### PROBLEM DETAILS
Quote everything in the OpenACC forum thread from "The result changes, after" down to "parallelize the program?", word for word.

### DOCUMENT PASSAGE
======

The result changes, after adding the openacc statement

kingpo · July 14, 2018, 2:55am

After parallelizing the following code, the result is different from that before parallelization. Why? How to parallelize the program?

!$acc parallel loop vector
       do k=n_start,n_end
         if (iflag(k).ne.0) then
            dx = xp(k) - xmin
            dz = zp(k) - zmin
            icell = int( dx * one_over_3h ) + 1
            kcell = int( dz * one_over_3h ) + 1
            ii    = icell + (kcell - 1)*ncx
!$acc atomic capture
           nc(ii,kind_p) = nc(ii,kind_p)+1
           ibox(ii,kind_p,nc(ii,kind_p))=k
!$acc end atomic
         endif
      enddo
!$acc end parallel

kingpo · July 16, 2018, 1:18am

28, Generating implicit copy(ibox(:,kind_p,:))
Generating implicit copyin(iflag(n_start:n_end),xp(n_start:n_end),zp(n_start:n_end))
Generating implicit copy(nc(:,kind_p))

======

### DATA EXCERPTS
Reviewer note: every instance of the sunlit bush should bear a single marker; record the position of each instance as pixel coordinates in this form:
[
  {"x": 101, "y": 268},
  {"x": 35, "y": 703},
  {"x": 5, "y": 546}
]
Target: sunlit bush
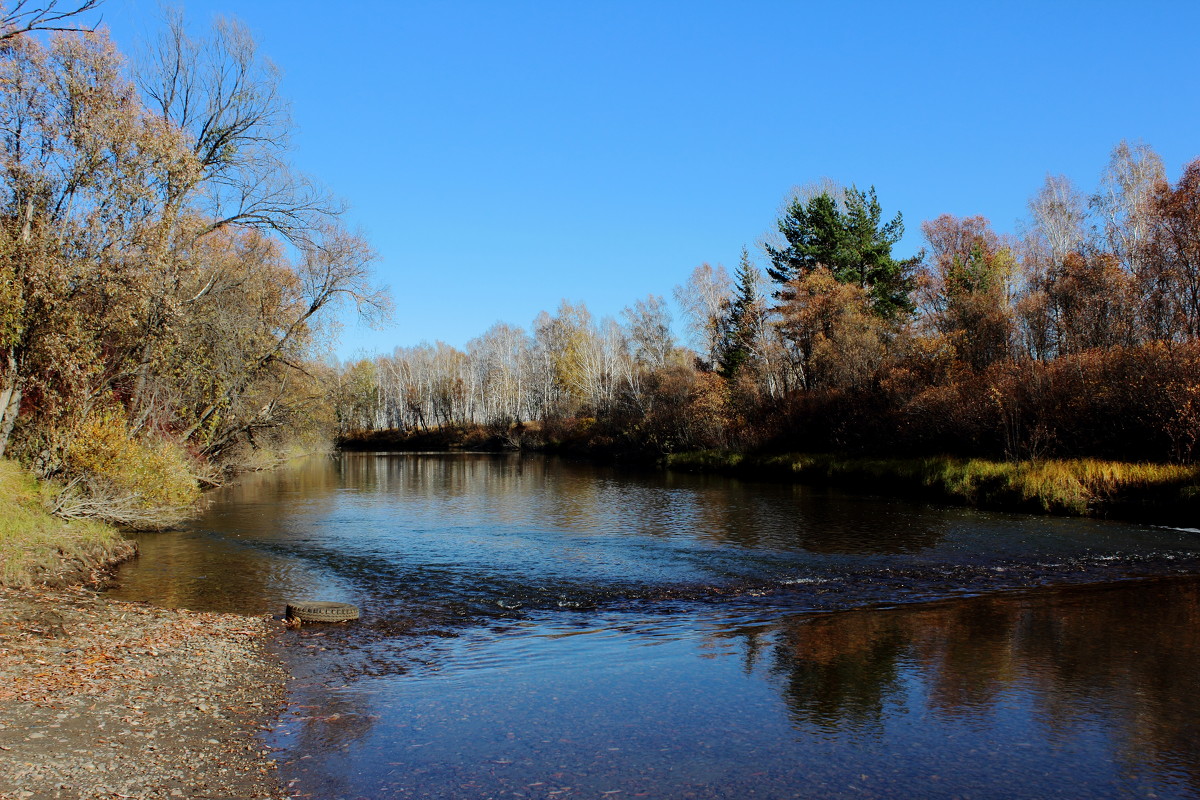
[{"x": 141, "y": 481}]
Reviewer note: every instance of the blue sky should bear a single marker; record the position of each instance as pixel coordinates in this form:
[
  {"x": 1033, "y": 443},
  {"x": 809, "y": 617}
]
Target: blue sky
[{"x": 504, "y": 156}]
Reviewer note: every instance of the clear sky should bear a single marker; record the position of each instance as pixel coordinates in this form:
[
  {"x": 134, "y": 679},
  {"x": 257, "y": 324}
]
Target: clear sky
[{"x": 503, "y": 156}]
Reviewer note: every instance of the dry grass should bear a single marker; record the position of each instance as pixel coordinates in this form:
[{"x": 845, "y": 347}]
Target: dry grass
[
  {"x": 1079, "y": 486},
  {"x": 39, "y": 548}
]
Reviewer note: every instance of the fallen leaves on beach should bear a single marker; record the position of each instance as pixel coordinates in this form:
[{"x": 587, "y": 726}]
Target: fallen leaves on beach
[{"x": 102, "y": 698}]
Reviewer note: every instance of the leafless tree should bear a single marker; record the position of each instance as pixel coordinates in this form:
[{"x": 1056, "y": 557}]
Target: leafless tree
[{"x": 24, "y": 17}]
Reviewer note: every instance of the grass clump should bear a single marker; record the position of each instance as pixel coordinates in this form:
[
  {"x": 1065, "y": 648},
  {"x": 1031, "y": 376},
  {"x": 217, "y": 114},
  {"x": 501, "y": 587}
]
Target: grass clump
[
  {"x": 1077, "y": 486},
  {"x": 40, "y": 548}
]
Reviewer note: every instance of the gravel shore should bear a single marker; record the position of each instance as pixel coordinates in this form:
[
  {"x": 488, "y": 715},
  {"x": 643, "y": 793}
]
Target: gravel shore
[{"x": 111, "y": 699}]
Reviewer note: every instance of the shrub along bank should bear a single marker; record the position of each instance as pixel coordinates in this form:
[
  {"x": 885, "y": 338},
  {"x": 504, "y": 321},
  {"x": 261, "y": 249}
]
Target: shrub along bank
[
  {"x": 1078, "y": 486},
  {"x": 37, "y": 548}
]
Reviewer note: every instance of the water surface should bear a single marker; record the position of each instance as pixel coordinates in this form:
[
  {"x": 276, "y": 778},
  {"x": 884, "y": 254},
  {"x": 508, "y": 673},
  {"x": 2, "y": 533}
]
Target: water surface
[{"x": 541, "y": 629}]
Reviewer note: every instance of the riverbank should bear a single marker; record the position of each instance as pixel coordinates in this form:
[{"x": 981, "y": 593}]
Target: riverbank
[
  {"x": 37, "y": 548},
  {"x": 1080, "y": 487},
  {"x": 1074, "y": 487},
  {"x": 103, "y": 699}
]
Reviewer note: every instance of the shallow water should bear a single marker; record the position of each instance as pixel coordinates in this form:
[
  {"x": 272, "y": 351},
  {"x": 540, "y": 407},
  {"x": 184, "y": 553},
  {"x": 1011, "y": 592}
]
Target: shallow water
[{"x": 541, "y": 629}]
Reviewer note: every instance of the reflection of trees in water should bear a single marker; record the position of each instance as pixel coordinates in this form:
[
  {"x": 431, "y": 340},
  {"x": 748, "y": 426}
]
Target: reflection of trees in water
[
  {"x": 1121, "y": 657},
  {"x": 839, "y": 669}
]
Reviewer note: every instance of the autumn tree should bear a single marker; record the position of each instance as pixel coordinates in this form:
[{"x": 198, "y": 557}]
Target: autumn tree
[
  {"x": 1171, "y": 254},
  {"x": 835, "y": 337},
  {"x": 703, "y": 299},
  {"x": 966, "y": 287}
]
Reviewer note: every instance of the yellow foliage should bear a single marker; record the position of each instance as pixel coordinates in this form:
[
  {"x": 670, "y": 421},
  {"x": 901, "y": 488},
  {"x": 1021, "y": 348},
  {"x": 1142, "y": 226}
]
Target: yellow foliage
[{"x": 153, "y": 470}]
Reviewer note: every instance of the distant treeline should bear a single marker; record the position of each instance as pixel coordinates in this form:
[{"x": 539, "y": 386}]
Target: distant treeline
[
  {"x": 163, "y": 269},
  {"x": 1075, "y": 340}
]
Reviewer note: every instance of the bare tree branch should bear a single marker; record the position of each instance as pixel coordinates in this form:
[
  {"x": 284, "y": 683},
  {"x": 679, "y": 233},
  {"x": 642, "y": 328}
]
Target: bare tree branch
[{"x": 23, "y": 17}]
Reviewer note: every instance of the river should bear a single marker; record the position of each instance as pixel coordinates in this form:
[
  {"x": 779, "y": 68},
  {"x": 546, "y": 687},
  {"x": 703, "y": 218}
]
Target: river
[{"x": 543, "y": 629}]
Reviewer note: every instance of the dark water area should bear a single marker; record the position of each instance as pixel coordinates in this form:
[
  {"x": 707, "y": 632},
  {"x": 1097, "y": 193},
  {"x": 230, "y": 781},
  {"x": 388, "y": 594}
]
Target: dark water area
[{"x": 534, "y": 627}]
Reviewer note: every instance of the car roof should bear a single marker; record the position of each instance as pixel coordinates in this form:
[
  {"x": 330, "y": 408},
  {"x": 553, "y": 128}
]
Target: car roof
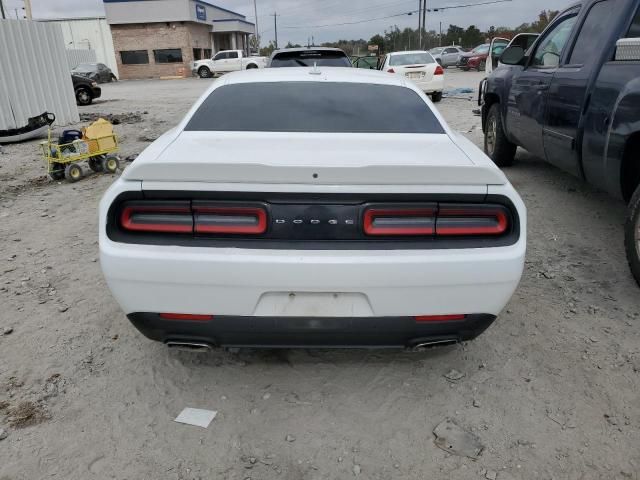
[
  {"x": 408, "y": 52},
  {"x": 311, "y": 74}
]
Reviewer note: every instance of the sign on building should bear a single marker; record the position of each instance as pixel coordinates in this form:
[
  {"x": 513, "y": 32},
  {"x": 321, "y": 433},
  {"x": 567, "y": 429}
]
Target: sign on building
[{"x": 201, "y": 13}]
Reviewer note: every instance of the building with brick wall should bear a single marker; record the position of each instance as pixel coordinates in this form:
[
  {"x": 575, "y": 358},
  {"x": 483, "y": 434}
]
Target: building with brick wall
[{"x": 161, "y": 38}]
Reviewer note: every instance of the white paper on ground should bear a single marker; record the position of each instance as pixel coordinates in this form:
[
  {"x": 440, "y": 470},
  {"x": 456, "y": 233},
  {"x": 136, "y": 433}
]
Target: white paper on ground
[{"x": 196, "y": 416}]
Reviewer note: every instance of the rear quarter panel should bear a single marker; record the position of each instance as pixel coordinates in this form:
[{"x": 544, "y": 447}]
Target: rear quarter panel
[{"x": 613, "y": 115}]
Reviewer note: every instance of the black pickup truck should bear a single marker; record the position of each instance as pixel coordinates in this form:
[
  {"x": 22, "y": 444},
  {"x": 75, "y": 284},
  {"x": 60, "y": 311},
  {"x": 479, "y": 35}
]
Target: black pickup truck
[{"x": 573, "y": 98}]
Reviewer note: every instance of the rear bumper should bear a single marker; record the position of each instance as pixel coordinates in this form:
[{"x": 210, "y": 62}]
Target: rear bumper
[{"x": 289, "y": 332}]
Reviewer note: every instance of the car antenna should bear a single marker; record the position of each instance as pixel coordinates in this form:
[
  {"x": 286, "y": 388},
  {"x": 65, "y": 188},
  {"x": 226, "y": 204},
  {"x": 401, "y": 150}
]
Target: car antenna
[{"x": 315, "y": 70}]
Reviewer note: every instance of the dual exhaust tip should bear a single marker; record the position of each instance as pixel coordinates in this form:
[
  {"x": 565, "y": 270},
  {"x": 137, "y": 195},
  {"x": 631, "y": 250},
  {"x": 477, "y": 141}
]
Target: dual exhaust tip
[{"x": 202, "y": 347}]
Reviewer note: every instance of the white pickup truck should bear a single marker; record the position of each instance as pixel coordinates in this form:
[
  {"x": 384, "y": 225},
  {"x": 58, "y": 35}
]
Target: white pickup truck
[{"x": 226, "y": 61}]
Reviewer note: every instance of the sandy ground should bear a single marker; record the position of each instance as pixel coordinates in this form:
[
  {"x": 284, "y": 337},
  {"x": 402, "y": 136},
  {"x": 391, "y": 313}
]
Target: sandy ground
[{"x": 551, "y": 389}]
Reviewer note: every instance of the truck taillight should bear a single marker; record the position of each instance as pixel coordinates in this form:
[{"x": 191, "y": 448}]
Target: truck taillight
[
  {"x": 441, "y": 220},
  {"x": 157, "y": 216}
]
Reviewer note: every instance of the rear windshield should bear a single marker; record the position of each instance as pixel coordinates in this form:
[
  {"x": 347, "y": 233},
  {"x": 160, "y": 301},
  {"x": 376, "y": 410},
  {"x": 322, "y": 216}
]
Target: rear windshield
[
  {"x": 314, "y": 107},
  {"x": 307, "y": 58},
  {"x": 411, "y": 59}
]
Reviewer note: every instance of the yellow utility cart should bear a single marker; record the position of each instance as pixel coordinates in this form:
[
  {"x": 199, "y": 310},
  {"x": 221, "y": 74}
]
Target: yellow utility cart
[{"x": 97, "y": 144}]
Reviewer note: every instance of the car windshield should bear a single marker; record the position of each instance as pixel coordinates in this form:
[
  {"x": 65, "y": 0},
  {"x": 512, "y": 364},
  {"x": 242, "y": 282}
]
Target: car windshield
[
  {"x": 86, "y": 67},
  {"x": 307, "y": 58},
  {"x": 419, "y": 58},
  {"x": 336, "y": 107}
]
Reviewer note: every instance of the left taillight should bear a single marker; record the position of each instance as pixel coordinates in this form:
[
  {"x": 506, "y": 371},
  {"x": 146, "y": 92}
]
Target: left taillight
[
  {"x": 157, "y": 216},
  {"x": 194, "y": 217},
  {"x": 439, "y": 220}
]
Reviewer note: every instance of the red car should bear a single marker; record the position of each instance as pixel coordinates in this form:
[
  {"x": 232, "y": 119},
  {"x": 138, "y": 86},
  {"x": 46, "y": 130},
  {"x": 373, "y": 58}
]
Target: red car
[{"x": 477, "y": 58}]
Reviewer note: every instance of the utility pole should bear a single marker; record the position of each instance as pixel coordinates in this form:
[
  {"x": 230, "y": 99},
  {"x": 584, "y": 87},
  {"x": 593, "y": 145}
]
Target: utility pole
[
  {"x": 420, "y": 24},
  {"x": 255, "y": 11},
  {"x": 424, "y": 18},
  {"x": 27, "y": 9},
  {"x": 275, "y": 26}
]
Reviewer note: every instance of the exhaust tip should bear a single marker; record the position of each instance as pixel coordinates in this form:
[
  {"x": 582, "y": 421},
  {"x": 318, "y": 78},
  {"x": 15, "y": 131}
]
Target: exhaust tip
[{"x": 186, "y": 346}]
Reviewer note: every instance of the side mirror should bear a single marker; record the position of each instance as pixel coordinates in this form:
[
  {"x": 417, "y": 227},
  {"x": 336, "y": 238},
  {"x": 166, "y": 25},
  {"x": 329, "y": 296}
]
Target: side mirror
[
  {"x": 513, "y": 55},
  {"x": 628, "y": 49}
]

======

### TASK ANSWER
The result changes, after adding the openacc statement

kingpo · July 14, 2018, 2:55am

After parallelizing the following code, the result is different from that before parallelization. Why? How to parallelize the program?